TRY IT
Filter the data below for the string "Find" and copy each matching line.

PROVIDED INFORMATION
=====
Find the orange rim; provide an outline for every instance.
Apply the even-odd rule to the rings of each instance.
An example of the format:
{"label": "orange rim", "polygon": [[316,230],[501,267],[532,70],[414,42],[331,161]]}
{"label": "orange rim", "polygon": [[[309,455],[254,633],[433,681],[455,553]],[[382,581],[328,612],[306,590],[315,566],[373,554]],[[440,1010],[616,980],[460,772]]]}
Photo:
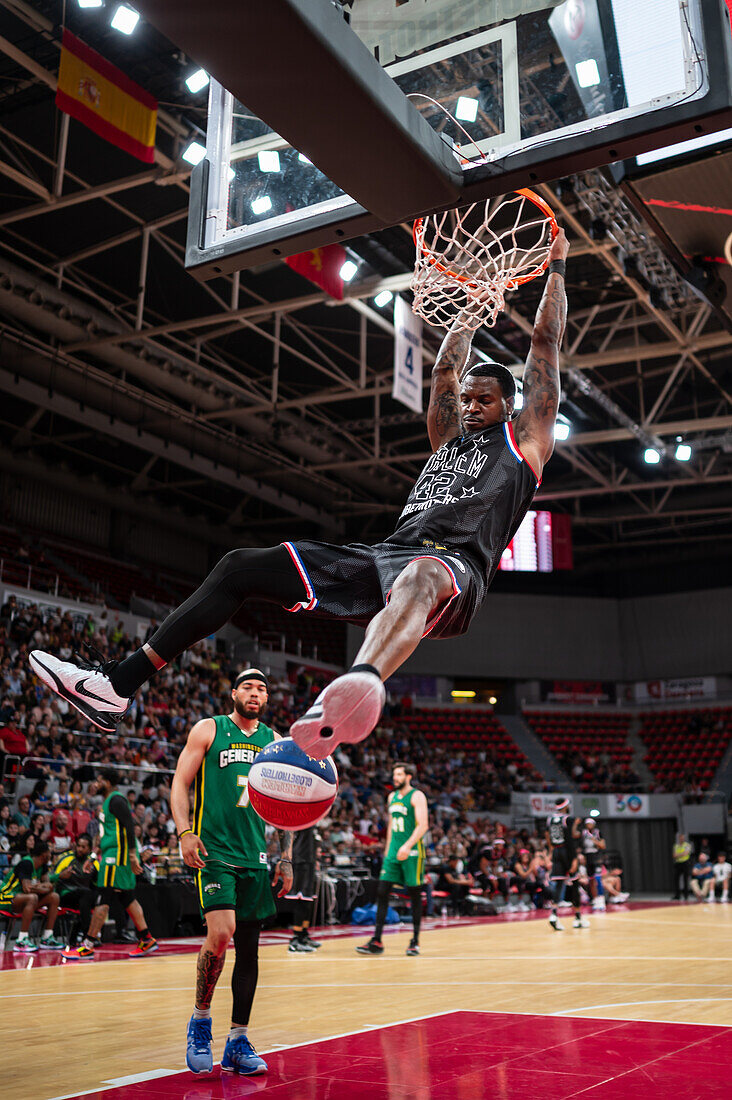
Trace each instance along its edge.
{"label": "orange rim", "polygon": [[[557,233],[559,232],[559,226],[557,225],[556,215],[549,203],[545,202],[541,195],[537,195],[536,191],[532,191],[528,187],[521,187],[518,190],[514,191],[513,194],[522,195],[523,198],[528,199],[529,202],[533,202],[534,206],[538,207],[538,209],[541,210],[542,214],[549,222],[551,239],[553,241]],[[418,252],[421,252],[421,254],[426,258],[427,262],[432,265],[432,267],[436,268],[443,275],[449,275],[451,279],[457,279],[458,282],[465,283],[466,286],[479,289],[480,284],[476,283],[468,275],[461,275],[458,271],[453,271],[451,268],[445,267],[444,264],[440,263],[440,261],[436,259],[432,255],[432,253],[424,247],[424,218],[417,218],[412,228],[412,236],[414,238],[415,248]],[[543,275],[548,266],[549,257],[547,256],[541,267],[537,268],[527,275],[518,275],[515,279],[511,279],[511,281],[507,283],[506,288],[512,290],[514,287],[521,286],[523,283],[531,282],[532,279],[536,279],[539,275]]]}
=====
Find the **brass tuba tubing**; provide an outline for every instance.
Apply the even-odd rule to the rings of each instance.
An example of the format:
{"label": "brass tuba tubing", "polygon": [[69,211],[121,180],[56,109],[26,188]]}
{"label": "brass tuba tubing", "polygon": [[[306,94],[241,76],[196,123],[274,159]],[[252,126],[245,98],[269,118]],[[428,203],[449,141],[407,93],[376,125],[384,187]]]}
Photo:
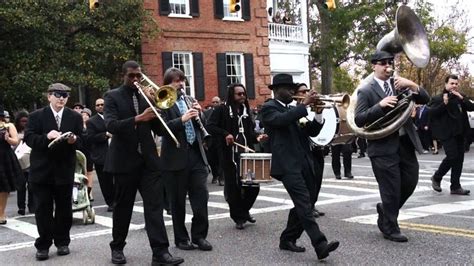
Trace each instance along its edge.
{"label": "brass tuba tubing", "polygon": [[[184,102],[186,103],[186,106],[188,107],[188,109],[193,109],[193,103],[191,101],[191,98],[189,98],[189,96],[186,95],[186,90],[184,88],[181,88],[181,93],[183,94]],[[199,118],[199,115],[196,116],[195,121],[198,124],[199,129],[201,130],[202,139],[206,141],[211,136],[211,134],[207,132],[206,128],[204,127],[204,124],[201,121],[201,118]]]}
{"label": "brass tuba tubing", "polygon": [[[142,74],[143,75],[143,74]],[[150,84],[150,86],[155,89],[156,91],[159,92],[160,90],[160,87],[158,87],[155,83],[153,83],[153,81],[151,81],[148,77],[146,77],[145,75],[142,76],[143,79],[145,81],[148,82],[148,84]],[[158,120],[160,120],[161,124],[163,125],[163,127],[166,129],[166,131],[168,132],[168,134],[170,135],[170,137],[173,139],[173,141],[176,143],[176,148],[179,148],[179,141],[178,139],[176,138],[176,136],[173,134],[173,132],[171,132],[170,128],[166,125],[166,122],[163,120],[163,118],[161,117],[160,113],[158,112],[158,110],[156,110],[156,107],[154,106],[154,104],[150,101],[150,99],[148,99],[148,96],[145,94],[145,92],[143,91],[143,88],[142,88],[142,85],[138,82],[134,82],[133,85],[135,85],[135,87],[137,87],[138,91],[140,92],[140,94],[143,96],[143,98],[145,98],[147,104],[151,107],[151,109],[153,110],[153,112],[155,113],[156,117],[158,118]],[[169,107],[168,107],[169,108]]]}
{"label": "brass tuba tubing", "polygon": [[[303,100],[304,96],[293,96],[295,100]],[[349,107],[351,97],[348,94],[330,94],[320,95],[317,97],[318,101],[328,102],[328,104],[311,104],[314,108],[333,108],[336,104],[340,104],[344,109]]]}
=====
ANSWER BOX
Find the orange rim; provide an outline for every instance.
Find the **brass tuba tubing**; provide an outline for every instance.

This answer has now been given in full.